*** The input ***

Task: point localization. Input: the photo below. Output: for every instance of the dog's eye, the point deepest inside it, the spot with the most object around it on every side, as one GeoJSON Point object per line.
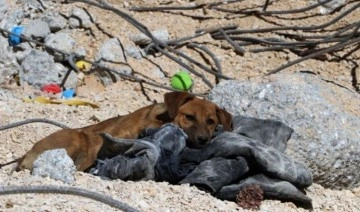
{"type": "Point", "coordinates": [210, 121]}
{"type": "Point", "coordinates": [190, 117]}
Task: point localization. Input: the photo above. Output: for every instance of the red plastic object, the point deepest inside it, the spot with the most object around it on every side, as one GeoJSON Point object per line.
{"type": "Point", "coordinates": [51, 88]}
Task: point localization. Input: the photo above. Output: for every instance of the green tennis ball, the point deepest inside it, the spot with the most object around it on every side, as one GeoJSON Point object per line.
{"type": "Point", "coordinates": [181, 81]}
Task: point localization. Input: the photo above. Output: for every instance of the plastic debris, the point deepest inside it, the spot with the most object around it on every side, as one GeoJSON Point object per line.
{"type": "Point", "coordinates": [51, 88]}
{"type": "Point", "coordinates": [14, 38]}
{"type": "Point", "coordinates": [68, 94]}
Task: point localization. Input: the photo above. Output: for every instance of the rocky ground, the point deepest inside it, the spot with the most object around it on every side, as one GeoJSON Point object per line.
{"type": "Point", "coordinates": [123, 97]}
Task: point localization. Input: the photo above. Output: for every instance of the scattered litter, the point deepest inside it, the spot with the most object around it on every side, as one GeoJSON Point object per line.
{"type": "Point", "coordinates": [51, 88]}
{"type": "Point", "coordinates": [14, 39]}
{"type": "Point", "coordinates": [68, 94]}
{"type": "Point", "coordinates": [83, 66]}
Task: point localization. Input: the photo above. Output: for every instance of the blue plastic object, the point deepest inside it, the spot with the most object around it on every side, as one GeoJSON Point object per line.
{"type": "Point", "coordinates": [68, 94]}
{"type": "Point", "coordinates": [13, 38]}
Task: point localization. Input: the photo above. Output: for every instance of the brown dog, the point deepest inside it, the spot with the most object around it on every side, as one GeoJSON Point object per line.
{"type": "Point", "coordinates": [198, 118]}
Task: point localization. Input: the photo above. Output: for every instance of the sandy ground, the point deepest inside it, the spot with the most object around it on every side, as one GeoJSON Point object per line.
{"type": "Point", "coordinates": [124, 97]}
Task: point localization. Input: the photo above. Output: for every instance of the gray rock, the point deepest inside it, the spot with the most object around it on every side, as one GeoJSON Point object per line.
{"type": "Point", "coordinates": [39, 68]}
{"type": "Point", "coordinates": [37, 29]}
{"type": "Point", "coordinates": [3, 9]}
{"type": "Point", "coordinates": [327, 134]}
{"type": "Point", "coordinates": [80, 18]}
{"type": "Point", "coordinates": [133, 52]}
{"type": "Point", "coordinates": [55, 21]}
{"type": "Point", "coordinates": [142, 39]}
{"type": "Point", "coordinates": [55, 164]}
{"type": "Point", "coordinates": [8, 61]}
{"type": "Point", "coordinates": [61, 41]}
{"type": "Point", "coordinates": [111, 51]}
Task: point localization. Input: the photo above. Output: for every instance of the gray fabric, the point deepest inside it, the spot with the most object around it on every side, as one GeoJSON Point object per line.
{"type": "Point", "coordinates": [228, 163]}
{"type": "Point", "coordinates": [272, 188]}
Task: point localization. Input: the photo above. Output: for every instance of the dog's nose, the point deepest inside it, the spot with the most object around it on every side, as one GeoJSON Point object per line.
{"type": "Point", "coordinates": [202, 140]}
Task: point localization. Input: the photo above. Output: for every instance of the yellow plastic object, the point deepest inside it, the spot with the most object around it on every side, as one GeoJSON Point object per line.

***

What the task asks: Format the lines above as a numbered list, omitting any blank lines. Leave the pictures out of your answer.

Finished answer:
1. Task: point localization. Input: the photo below. Output: for every instance of the dog's eye, the point deepest inside it, the spot with the most object around it on every side, as one GeoJSON Point object per line.
2. {"type": "Point", "coordinates": [210, 121]}
3. {"type": "Point", "coordinates": [190, 117]}
4. Task: point localization. Input: the photo above. Output: for every instance of the red plastic object, the point deepest inside it, the spot with the most object around it on every side, as one GeoJSON Point object per line.
5. {"type": "Point", "coordinates": [51, 88]}
6. Task: point localization. Input: the photo above. Output: for every instance of the green tennis ball, the point deepest inside it, the spot with the most object around it on every side, as one GeoJSON Point object per line.
7. {"type": "Point", "coordinates": [181, 81]}
8. Task: point localization. Input: the photo above. Output: for every instance of the plastic debris, the point deepest inside it, the spot with the most object around it on every side, as one GeoJSON Point object per line.
9. {"type": "Point", "coordinates": [51, 88]}
10. {"type": "Point", "coordinates": [14, 38]}
11. {"type": "Point", "coordinates": [68, 94]}
12. Task: point localization. Input: the photo above. Output: for every instance of the rocky ground, the point deepest inside it, the spot with the most object around it on every side, as one GeoJSON Point object per line.
13. {"type": "Point", "coordinates": [123, 97]}
14. Task: point localization. Input: the photo above. Output: for every instance of the scattered litter, the point deepest inside it, the spot with the most object around it on every side, as one GeoJSON Point object per line.
15. {"type": "Point", "coordinates": [51, 88]}
16. {"type": "Point", "coordinates": [14, 39]}
17. {"type": "Point", "coordinates": [68, 94]}
18. {"type": "Point", "coordinates": [83, 66]}
19. Task: point localization. Input: the photo above. Output: for every instance of the blue plastic object, the point deepest inside it, the spot with the most object around it on every side, as one GeoJSON Point object per line.
20. {"type": "Point", "coordinates": [68, 94]}
21. {"type": "Point", "coordinates": [13, 38]}
22. Task: point localization. Input: the photo above. Output: for every instance of the brown dog, the point deepest inside it, the spot with the most object around it on every side, as one GeoJSON Point object per line.
23. {"type": "Point", "coordinates": [198, 118]}
24. Task: point localization. Input: the photo above. Output: for every instance of the sandy ground, the point deepest inside it, the spot with the most object around it on every side, as one GeoJSON Point object per line.
25. {"type": "Point", "coordinates": [124, 97]}
26. Task: point localization. Input: the photo above. Output: for every instance of the gray rock, the point deepest inside it, the spot with the most object around it on every side, as one GeoJSON Point object per line.
27. {"type": "Point", "coordinates": [39, 68]}
28. {"type": "Point", "coordinates": [37, 29]}
29. {"type": "Point", "coordinates": [3, 9]}
30. {"type": "Point", "coordinates": [327, 134]}
31. {"type": "Point", "coordinates": [80, 18]}
32. {"type": "Point", "coordinates": [133, 52]}
33. {"type": "Point", "coordinates": [55, 21]}
34. {"type": "Point", "coordinates": [142, 39]}
35. {"type": "Point", "coordinates": [55, 164]}
36. {"type": "Point", "coordinates": [8, 61]}
37. {"type": "Point", "coordinates": [61, 41]}
38. {"type": "Point", "coordinates": [111, 51]}
39. Task: point localization. Input: the photo above. Output: for every instance of the gray fabric, the point deepest inside it, the spot with the most object around it on every side, as one GeoJSON Point object per line.
40. {"type": "Point", "coordinates": [228, 163]}
41. {"type": "Point", "coordinates": [272, 188]}
42. Task: point localization. Input: the photo above. Output: for every instance of the dog's nose, the point deepest inside it, the spot with the most object around it on every side, as one GeoJSON Point object per line.
43. {"type": "Point", "coordinates": [202, 140]}
44. Task: point localization. Input: the photo above. Output: for every instance of the yellow plastic object, the point deepest inside it, the spot with the most object around it on every side, as one GeoJSON Point object per line.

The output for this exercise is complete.